- **Task details**: The records that follow must all be duplicated exactly.
═══ Task input
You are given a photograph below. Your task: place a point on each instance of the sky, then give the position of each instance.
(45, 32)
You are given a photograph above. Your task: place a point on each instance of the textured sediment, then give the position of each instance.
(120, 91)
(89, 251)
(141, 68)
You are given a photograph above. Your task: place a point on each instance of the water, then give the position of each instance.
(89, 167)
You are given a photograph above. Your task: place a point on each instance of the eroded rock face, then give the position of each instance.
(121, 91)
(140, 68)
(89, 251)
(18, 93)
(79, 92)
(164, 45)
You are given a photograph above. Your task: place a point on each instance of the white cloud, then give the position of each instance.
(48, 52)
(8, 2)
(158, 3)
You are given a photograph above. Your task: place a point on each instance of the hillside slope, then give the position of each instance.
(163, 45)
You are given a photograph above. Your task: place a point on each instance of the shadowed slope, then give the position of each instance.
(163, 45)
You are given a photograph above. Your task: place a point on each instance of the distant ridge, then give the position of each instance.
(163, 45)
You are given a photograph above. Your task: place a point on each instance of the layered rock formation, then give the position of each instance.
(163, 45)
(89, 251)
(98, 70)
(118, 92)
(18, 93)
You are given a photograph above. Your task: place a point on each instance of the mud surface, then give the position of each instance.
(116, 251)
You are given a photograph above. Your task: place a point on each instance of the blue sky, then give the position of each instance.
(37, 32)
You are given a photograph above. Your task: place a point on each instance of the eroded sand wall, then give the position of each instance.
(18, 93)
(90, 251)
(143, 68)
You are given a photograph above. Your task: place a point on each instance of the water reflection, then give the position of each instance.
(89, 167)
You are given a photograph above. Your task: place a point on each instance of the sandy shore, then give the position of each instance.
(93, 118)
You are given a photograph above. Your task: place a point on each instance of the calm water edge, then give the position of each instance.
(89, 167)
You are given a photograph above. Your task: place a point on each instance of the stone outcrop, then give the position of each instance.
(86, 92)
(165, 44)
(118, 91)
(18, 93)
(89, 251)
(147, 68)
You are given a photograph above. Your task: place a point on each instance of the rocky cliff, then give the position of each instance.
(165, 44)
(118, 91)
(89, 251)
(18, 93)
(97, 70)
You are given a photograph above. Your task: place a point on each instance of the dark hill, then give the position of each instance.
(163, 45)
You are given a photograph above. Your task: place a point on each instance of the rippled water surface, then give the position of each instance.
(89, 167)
══════
- **Task answer**:
You are given a photograph below. Your task: place a point on each instance of the sky, then give the position of each instance.
(45, 32)
You are given a photograph above. Your task: place a point on each instance of the textured sediment, then give the position of each instance.
(120, 91)
(89, 251)
(141, 68)
You are given a photograph above. Your task: place a point on each instance of the water, then give the position of each instance.
(89, 167)
You are given a photograph above. Your task: place a point on each instance of the eroded rock face, then give the position of each instance.
(121, 91)
(140, 68)
(89, 251)
(18, 93)
(79, 92)
(164, 45)
You are given a photograph above. Your task: place a point on each instance of the white cloud, then give the position of each instance.
(48, 52)
(8, 2)
(158, 3)
You are given a photograph above. Your task: place a point on each instance of the hillside slope, then give the position of each instance.
(163, 45)
You are given a photograph above. Your task: place a point on each instance of the shadowed slope, then give the position of each instance.
(163, 45)
You are given a photograph above. Your task: place a point on each instance of the distant ridge, then give the position of each instance.
(163, 45)
You are given a photograph above. Your task: place a point on each instance of the layered rock formation, then give the position of each instance.
(163, 45)
(89, 251)
(98, 70)
(118, 92)
(18, 93)
You are given a photograph above. Your task: place a point on each instance of the mud surface, then give the position of each instance.
(116, 251)
You are given a photograph above. Your task: place a point on each instance of the blue sky, then give the position of each instance.
(37, 32)
You are given a photograph above. Your task: place a point on each instance of the eroded sand wall, then give the position of each instance.
(18, 93)
(90, 251)
(143, 68)
You are given a photograph above. Your task: place a point on each instance of the water reflection, then give the position of each instance.
(89, 167)
You are given a photograph above. Your task: place a point on each instance of the sandy shore, then give the position of each instance.
(93, 118)
You are given a photograph above. Your task: place a point on each instance of the calm water edge, then give the position of each instance.
(89, 167)
You are given a photograph above. Your task: place a point on each instance of the stone outcrop, then give the position of each instance.
(86, 92)
(165, 44)
(118, 91)
(18, 93)
(89, 251)
(147, 68)
You are given a photograph above. Your task: place a point on each instance of the rocky cliff, then give the position of each instance.
(165, 44)
(118, 91)
(89, 251)
(18, 93)
(97, 70)
You are given a photograph above. Your task: place a point on each instance of the dark hill, then give the position of each instance.
(163, 45)
You are given a photograph above. Your task: place a point on each instance of the rippled water surface, then give the position of each instance.
(89, 167)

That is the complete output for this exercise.